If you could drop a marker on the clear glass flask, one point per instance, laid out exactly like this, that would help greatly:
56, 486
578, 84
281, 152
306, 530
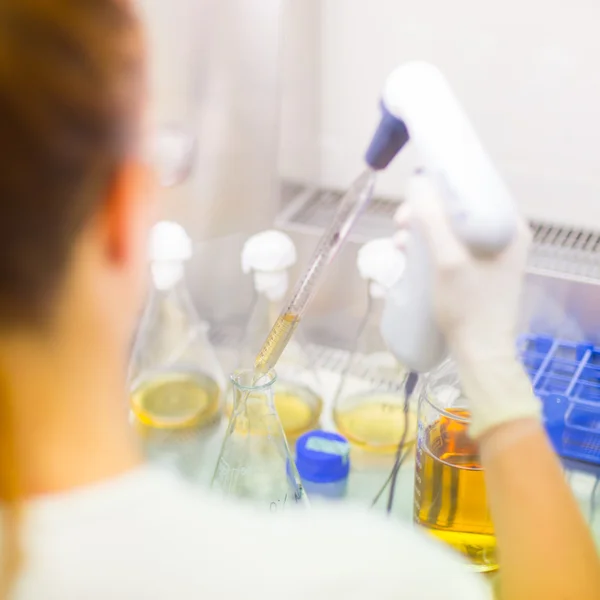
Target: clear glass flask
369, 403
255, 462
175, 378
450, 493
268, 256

──────

**Stated goal:**
Please retype the records above line for line, leaving out the pictures.

**Right answer:**
If you could drop a marker on the clear glass flask, one point per instance, laid out exactly like this, that would help greatly:
56, 486
578, 84
281, 152
306, 530
Target: clear glass flask
369, 403
255, 462
175, 378
450, 493
268, 256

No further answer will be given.